-- Supplied data start --

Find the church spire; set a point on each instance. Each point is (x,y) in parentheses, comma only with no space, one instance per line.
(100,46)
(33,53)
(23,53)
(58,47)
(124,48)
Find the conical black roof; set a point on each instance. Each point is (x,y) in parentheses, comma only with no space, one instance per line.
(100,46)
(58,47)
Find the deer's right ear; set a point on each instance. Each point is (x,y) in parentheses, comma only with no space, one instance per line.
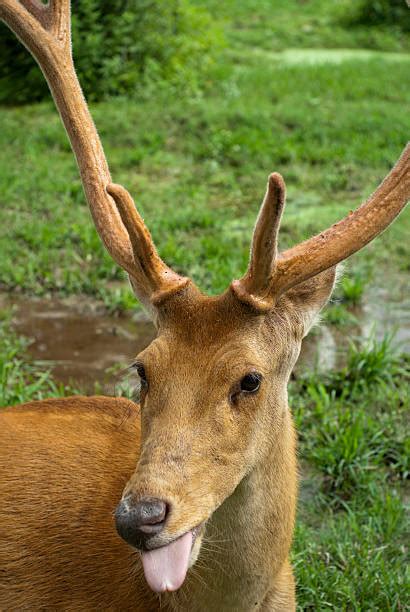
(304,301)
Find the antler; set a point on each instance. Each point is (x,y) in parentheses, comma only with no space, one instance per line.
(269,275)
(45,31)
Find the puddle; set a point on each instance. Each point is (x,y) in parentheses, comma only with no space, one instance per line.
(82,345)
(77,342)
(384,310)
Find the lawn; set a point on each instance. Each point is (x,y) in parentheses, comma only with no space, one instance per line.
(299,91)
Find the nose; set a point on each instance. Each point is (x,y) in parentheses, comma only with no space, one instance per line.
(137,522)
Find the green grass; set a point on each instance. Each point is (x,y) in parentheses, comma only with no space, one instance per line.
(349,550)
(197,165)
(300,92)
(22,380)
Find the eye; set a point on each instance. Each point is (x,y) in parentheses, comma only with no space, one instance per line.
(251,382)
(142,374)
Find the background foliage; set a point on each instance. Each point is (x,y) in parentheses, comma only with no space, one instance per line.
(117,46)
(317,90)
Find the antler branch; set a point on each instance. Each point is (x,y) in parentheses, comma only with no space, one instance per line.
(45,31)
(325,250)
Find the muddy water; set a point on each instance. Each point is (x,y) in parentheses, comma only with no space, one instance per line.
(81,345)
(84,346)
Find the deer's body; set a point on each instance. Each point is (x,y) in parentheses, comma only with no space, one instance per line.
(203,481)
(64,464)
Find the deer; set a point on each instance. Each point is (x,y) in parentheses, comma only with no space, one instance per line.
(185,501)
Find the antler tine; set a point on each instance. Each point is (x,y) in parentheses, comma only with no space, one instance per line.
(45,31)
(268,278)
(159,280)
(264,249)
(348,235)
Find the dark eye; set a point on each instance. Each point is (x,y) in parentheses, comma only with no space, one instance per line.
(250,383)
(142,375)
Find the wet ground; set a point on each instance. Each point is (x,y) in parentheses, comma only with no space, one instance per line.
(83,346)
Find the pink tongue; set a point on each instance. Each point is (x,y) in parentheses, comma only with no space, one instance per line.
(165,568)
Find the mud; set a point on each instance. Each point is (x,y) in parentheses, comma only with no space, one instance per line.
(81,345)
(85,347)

-- Supplied data end --

- **Given exercise**
Render every entry above as a two-column CSV with the headers entry_text and answer, one row per entry. Put its text and its answer each in a single quoted field with line breaks turned into spaces, and leave the pictures out.

- **Answer for this exercise**
entry_text,answer
"Find the church spire; set a point on each instance. Each point is (x,y) in parentheses, comma only with no space, one instance per line.","(100,46) (33,53) (23,53) (58,47) (124,48)"
"Find the conical black roof; set a point on each instance. Each point is (x,y) in parentheses, comma only with no space, one instance per line.","(100,46) (58,47)"
"Find the deer's right ear; set a point on each instance. Each point is (x,y) in parentheses, comma only with no space, one instance per line.","(304,301)"
"Find the antler; set a point on each instance. Each point is (x,y) in parentheses, comma only with no space, one instance per line.","(269,275) (45,31)"
"Find the puddle; set a point on each instance. Each point is (x,y) in parentheses, comma only with no space, one instance per line.","(82,345) (77,342) (384,310)"
"Find the lawn; set a point on each instance. Each point is (x,y) in parentheses, comma only with no space, one instance per line.","(299,91)"
"Find the nose; set a point on each instance. Each point is (x,y) in parentheses, comma only with no space, one instance per line.","(137,522)"
"Find the green grass; set a point on each instance. Each point is (x,y) in parentheses, comma only with no space, one instance per line.","(349,550) (197,165) (300,92) (22,380)"
"Find the eye; set a point on each instance. Each point is (x,y) in parentheses, comma only with no space, one instance per line.","(251,382) (142,374)"
"Find the background foliage; set a point on each instance. Each point is (x,y) in parentheses, comma only with no space, one instance per line.","(117,46) (317,90)"
"Find the antler branch; set a point on each instance. Each point is (x,y) in parentheses, comma only with no space, one instance per line.","(45,31) (325,250)"
"Find the muddy water; set a point on each instance. Each point is (x,y) in parentheses, comma only with no space, one instance per line.","(81,345) (84,346)"
"Find the deer's body; set a point on each instance. Each point is (x,y) in parentheses, comma only with no space, one instance per line.","(203,481) (64,464)"
"Find the deer; set a point on each instance. Each point is (x,y) in parentheses, comma only with no space, one instance per line.","(185,501)"
"Find the antler tine; set a point on each instance. Each point is (x,y) in parentheses, comma only with no space, one instance per line.","(45,31) (268,278) (159,280) (264,249) (348,235)"
"Find the dark eye; set a point on each instance. Each point is (x,y) in parentheses, comma only with no space, one instance per line.","(250,383) (142,375)"
"Find the wet ground; set a point on each instance. Each point is (x,y) in parentheses, comma only with no space, one instance per line.","(83,346)"
"Find the pink tongue; set a point on each instance. Each point is (x,y) in parentheses, comma only with no space, one instance per line.","(165,568)"
"Find the mud; set a point on each instance. Each point is (x,y) in parentheses, comma only with no space, one instance per line.","(81,345) (85,347)"